Why create a cache ?
Isn't it cleaner to create a fake ring buffer of sgl? Most packets will
not have MAX_SKB_FRAGS of memory. On a ring buffer you can use only as
many sg entries as the packet requires. Also no need to alloc/free.

> +	if (!lp->skb_cache) {
> +		ret =  -ENOMEM;

double space, please fix everywhere

> +		goto err_kmem;

> @@ -2140,6 +2432,31 @@ static int axienet_probe(struct platform_device *pdev)
>  		}
>  		netif_napi_add(ndev, &lp->napi_rx, axienet_rx_poll);
>  		netif_napi_add(ndev, &lp->napi_tx, axienet_tx_poll);
> +	} else {
> +		struct xilinx_vdma_config cfg;
> +		struct dma_chan *tx_chan;
> +
> +		lp->eth_irq = platform_get_irq_optional(pdev, 0);

This can't fail?

__________

=== PROBLEM REQUIREMENTS ===
Pick up the axienet patch review after its final question and carry it forward in the same reviewer's voice.

__________

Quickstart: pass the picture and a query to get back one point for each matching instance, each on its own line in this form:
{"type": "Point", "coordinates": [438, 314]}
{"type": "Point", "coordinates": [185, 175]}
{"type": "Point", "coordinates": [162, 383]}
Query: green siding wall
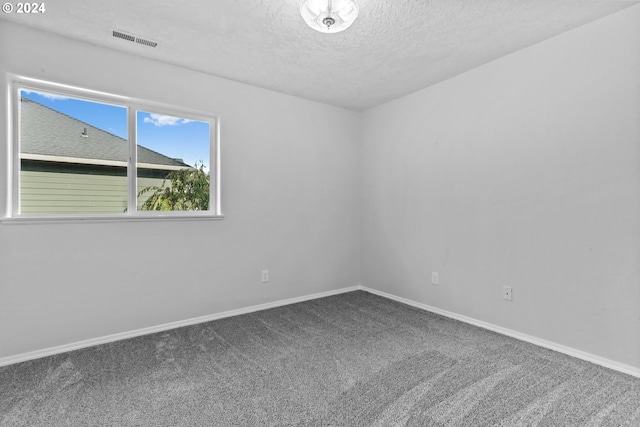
{"type": "Point", "coordinates": [65, 193]}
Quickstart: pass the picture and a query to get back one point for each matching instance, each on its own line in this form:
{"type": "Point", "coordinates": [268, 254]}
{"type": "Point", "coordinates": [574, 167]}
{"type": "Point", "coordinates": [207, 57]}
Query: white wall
{"type": "Point", "coordinates": [524, 172]}
{"type": "Point", "coordinates": [290, 194]}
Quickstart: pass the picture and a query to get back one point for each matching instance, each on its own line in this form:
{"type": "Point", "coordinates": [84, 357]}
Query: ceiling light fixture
{"type": "Point", "coordinates": [329, 16]}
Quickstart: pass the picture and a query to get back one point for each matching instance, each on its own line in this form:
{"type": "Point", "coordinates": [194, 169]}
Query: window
{"type": "Point", "coordinates": [84, 154]}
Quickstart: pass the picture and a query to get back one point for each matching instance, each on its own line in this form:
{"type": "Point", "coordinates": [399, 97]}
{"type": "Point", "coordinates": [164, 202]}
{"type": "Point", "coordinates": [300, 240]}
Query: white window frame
{"type": "Point", "coordinates": [133, 105]}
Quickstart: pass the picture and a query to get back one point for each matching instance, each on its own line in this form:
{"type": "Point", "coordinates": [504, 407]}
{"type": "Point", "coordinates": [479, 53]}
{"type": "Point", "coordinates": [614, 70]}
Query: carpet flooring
{"type": "Point", "coordinates": [354, 359]}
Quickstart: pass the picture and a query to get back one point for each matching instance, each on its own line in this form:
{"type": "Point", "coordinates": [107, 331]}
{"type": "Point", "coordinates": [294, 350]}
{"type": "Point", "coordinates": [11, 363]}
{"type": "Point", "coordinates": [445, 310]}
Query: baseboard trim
{"type": "Point", "coordinates": [607, 363]}
{"type": "Point", "coordinates": [10, 360]}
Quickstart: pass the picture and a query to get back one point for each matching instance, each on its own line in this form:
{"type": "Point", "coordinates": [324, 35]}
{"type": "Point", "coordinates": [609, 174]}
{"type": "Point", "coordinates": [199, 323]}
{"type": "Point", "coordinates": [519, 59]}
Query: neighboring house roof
{"type": "Point", "coordinates": [47, 134]}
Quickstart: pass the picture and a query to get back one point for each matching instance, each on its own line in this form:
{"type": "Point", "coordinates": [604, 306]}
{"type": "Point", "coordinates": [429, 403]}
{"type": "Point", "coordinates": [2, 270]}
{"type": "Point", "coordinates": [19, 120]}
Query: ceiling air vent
{"type": "Point", "coordinates": [135, 39]}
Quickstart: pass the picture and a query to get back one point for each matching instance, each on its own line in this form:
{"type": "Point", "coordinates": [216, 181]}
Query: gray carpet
{"type": "Point", "coordinates": [354, 359]}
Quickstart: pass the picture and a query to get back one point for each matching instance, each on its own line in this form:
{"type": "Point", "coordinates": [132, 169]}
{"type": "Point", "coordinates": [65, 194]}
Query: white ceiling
{"type": "Point", "coordinates": [395, 47]}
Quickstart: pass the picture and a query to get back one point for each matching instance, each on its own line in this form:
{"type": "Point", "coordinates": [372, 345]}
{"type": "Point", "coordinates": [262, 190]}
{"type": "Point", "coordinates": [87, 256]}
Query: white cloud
{"type": "Point", "coordinates": [162, 120]}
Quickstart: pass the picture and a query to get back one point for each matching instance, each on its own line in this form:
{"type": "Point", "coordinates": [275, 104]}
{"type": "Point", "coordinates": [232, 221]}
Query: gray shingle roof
{"type": "Point", "coordinates": [44, 131]}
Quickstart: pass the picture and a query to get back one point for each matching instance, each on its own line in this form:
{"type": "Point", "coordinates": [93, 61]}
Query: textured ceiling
{"type": "Point", "coordinates": [395, 47]}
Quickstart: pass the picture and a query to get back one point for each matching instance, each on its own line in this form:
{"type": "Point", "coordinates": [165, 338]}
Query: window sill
{"type": "Point", "coordinates": [83, 219]}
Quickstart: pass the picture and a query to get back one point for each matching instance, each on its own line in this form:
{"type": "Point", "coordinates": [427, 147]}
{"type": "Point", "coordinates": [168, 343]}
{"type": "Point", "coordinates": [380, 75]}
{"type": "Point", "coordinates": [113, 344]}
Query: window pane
{"type": "Point", "coordinates": [172, 163]}
{"type": "Point", "coordinates": [73, 155]}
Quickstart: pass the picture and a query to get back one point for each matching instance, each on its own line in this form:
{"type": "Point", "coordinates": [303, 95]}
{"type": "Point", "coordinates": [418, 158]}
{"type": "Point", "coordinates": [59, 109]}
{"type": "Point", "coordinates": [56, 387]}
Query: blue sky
{"type": "Point", "coordinates": [174, 137]}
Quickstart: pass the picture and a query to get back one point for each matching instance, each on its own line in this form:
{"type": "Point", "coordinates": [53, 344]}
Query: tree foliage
{"type": "Point", "coordinates": [187, 190]}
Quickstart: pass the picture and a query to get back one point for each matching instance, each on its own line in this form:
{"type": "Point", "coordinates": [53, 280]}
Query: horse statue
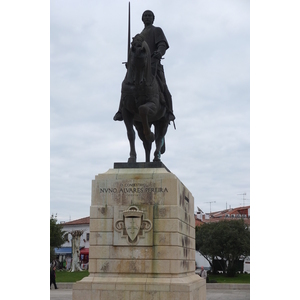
{"type": "Point", "coordinates": [143, 103]}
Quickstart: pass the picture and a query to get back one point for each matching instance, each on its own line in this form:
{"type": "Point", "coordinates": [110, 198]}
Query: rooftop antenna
{"type": "Point", "coordinates": [210, 202]}
{"type": "Point", "coordinates": [244, 194]}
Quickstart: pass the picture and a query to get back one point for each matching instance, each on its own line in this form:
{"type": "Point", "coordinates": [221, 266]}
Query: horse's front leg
{"type": "Point", "coordinates": [147, 145]}
{"type": "Point", "coordinates": [128, 120]}
{"type": "Point", "coordinates": [144, 111]}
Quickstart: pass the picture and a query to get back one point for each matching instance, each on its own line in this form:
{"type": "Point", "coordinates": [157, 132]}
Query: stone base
{"type": "Point", "coordinates": [134, 288]}
{"type": "Point", "coordinates": [142, 237]}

__________

=== EXPECTED OUTPUT ===
> +		tx_chan = dma_request_chan(lp->dev, "tx_chan0");
> +
> +		if (IS_ERR(tx_chan)) {

no empty lines between call and its error check, please fix thru out

> +			ret = PTR_ERR(tx_chan);
> +			dev_err_probe(lp->dev, ret, "No Ethernet DMA (TX) channel found\n");
> +			goto cleanup_clk;
> +		}
Jakub Kicinski Aug. 8, 2023, 10:53 p.m. UTC | #2
On Mon, 7 Aug 2023 11:21:39 +0530 Radhey Shyam Pandey wrote:
> The axiethernet driver can use the dmaengine framework to communicate
> with the xilinx DMAengine driver(AXIDMA, MCDMA). The inspiration behind
> this dmaengine adoption is to reuse the in-kernel xilinx dma engine
> driver[1] and remove redundant dma programming sequence[2] from the
> ethernet driver. This simplifies the ethernet driver and also makes
> it generic to be hooked to any complaint dma IP i.e AXIDMA, MCDMA
> without any modification.
> 
> The dmaengine framework was extended for metadata API support during
> the axidma RFC[3] discussion. However, it still needs further
> enhancements to make it well suited for ethernet usecases.
> 
> Comments, suggestions, thoughts to implement remaining functional
> features are very welcome!

Vinod, any preference on how this gets merged?
Since we're already at -rc5 if the dmaengine parts look good to you 
taking those in for 6.6 and delaying the networking bits until 6.7
could be on the table? Possibly?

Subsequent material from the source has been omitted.